Entries taken from a collection:
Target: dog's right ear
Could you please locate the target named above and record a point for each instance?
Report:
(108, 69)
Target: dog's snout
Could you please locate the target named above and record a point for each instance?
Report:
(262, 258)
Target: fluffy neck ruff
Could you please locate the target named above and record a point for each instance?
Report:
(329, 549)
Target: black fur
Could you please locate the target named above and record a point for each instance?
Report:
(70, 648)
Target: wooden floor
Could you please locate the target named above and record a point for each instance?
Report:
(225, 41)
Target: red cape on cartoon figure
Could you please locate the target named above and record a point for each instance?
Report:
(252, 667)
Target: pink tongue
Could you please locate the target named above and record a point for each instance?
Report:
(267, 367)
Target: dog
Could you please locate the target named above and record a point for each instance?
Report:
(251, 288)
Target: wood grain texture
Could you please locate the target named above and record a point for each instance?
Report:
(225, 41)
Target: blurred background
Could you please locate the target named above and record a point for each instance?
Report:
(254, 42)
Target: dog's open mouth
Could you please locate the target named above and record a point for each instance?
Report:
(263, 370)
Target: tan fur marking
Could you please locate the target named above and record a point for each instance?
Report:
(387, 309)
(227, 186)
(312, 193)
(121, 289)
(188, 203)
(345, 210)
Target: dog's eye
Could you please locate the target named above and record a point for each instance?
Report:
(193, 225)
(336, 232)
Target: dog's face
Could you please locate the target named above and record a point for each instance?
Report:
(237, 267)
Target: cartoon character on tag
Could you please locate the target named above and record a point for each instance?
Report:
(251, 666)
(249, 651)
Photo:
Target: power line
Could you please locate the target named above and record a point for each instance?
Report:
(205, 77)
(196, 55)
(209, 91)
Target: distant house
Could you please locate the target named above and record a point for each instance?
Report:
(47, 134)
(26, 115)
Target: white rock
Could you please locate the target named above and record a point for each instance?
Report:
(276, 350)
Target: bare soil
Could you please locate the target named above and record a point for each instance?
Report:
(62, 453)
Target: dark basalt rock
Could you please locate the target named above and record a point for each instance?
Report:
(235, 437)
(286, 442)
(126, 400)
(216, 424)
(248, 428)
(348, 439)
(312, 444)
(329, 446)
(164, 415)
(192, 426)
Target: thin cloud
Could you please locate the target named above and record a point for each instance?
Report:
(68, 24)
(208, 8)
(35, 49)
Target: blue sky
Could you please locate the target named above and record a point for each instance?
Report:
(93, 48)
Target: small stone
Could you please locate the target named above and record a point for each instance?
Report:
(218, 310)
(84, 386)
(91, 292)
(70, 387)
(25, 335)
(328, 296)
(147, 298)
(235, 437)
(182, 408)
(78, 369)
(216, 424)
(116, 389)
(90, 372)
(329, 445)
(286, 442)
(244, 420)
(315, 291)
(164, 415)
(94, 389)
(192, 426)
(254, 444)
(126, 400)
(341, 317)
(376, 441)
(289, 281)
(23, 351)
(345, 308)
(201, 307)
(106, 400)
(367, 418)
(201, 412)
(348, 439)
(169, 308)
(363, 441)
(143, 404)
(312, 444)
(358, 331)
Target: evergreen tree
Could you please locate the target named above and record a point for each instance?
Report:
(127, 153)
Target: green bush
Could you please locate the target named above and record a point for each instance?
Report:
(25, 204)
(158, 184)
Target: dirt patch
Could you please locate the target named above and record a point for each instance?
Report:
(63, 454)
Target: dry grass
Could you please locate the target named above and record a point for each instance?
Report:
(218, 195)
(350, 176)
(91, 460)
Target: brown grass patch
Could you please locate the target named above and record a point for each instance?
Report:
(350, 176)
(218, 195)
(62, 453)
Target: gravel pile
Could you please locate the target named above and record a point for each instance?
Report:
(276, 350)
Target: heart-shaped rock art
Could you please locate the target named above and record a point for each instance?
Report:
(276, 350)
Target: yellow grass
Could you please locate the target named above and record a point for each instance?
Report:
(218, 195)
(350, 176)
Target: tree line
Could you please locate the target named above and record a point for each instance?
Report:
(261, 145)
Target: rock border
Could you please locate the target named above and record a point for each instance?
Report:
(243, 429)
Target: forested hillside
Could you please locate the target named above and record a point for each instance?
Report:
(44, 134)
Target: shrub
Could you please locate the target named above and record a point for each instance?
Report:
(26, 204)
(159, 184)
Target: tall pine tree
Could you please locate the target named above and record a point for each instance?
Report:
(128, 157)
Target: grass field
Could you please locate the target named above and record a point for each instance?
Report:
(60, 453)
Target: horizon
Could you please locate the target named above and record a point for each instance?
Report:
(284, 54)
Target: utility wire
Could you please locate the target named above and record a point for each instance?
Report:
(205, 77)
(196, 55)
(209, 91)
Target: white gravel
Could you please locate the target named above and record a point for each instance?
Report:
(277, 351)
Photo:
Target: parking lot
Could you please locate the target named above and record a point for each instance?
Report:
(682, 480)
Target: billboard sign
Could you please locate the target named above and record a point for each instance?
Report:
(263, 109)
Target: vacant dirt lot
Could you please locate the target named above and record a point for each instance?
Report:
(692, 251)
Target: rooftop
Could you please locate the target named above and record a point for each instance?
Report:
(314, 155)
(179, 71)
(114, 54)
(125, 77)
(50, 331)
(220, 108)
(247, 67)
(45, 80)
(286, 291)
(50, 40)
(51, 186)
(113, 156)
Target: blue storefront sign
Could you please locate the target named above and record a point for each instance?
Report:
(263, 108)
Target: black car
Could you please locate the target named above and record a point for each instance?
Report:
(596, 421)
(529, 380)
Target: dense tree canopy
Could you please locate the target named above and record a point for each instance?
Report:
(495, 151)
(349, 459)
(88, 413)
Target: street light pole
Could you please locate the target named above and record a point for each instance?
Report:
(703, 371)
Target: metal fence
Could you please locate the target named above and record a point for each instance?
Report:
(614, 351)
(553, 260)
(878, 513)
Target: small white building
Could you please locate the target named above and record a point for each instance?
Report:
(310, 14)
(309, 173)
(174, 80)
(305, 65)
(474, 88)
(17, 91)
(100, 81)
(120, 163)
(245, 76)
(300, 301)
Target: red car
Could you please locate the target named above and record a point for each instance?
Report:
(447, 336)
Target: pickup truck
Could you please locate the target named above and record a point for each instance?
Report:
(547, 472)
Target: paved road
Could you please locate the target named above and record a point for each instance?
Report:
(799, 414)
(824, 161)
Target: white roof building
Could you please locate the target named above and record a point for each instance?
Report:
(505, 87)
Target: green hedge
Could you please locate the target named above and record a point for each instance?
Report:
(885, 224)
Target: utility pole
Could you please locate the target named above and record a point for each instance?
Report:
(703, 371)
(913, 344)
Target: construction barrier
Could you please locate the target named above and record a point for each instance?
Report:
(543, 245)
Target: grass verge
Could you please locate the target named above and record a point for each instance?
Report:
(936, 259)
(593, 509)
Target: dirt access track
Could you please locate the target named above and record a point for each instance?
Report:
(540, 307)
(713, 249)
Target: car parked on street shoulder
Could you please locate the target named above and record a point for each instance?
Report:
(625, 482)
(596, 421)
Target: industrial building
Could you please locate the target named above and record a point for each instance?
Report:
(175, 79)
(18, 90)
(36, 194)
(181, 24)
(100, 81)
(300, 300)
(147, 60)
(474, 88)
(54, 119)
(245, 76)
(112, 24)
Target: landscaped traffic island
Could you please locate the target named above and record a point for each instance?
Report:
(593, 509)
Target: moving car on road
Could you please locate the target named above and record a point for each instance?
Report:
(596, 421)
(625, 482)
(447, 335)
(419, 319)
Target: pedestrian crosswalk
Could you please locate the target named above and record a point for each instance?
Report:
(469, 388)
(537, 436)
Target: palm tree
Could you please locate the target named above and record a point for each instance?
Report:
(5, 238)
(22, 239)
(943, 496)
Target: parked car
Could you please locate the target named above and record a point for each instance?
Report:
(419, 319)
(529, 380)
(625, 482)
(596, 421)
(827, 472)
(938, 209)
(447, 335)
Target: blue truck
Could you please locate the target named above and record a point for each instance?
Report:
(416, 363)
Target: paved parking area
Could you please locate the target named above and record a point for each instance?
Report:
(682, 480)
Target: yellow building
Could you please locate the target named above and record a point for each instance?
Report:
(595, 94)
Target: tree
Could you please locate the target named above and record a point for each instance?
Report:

TASK TO CARRY OUT:
Set the entries down again exactly, beginning with their first line and ending with the line that contains "Target: dog's open mouth"; omit all other lines.

THE COMPLETED TASK:
Target: dog's right ear
Could you please locate the target named above and record a point for each instance?
Report:
(108, 69)
Target: dog's snout
Could you please locate the target named above and record a point for each instance?
Report:
(262, 258)
Target: fluffy neck ruff
Could you please locate the target named above and record a point for each instance?
Report:
(329, 549)
Target: black fur
Could you please locate the target named above and record a point for each instance?
Report:
(70, 648)
Target: wooden floor
Could you please locate the target named above and record a point for each instance?
Report:
(225, 41)
Target: red cape on cartoon figure
Could you please locate the target named above and record a point for each instance?
Report:
(252, 667)
Target: pink tongue
Could you please locate the target named above and record a point for each instance?
Report:
(267, 367)
Target: dog
Could you please locate the target named above and record a point for each instance?
Report:
(251, 288)
Target: wood grain texture
Could you please locate the target named above and record a point for each instance?
Report:
(225, 41)
Target: blurred background
Could you please locate the target named above and record a point for each instance?
Report:
(254, 42)
Target: dog's open mouth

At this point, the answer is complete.